Collected data

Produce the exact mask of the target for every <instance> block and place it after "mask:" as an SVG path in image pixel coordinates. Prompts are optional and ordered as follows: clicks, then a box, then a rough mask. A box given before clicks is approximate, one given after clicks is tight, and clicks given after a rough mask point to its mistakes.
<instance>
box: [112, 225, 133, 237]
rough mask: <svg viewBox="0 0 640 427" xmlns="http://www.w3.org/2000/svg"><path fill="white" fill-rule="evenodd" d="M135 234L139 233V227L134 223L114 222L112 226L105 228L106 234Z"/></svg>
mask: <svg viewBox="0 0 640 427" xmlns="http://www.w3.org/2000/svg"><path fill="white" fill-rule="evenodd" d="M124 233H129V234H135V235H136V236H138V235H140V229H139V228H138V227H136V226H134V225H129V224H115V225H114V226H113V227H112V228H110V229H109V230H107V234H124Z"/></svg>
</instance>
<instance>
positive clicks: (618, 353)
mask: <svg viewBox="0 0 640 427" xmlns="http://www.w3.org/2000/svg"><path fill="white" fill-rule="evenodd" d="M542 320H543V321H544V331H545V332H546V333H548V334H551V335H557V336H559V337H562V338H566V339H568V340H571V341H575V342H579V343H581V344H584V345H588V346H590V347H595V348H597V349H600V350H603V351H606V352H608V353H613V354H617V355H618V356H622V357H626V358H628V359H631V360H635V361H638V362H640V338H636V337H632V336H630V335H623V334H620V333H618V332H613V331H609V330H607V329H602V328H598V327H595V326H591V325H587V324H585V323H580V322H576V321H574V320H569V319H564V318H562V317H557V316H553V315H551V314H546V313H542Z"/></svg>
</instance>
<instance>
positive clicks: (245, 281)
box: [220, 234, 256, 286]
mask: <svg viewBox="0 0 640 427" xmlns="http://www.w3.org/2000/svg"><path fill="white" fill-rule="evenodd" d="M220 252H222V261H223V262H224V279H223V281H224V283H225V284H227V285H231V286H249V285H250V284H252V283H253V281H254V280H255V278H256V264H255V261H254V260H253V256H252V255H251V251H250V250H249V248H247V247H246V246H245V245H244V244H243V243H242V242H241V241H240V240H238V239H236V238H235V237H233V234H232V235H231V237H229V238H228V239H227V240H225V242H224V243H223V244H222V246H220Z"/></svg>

__About this exercise__
After locating the line that contains "box: [112, 225, 133, 237]", please copy exactly every line from the start of the records through it, and nothing else.

__Completed exercise__
Produce the exact mask of the target for every <instance> block and place it after "mask:" as an SVG path in image pixel coordinates. Prompts are optional and ordered as follows: clicks, then a box, then a rough mask. A box given before clicks is approximate, one given after clicks is tight, and clicks given after a rough mask point to its mistakes.
<instance>
box: [112, 225, 133, 237]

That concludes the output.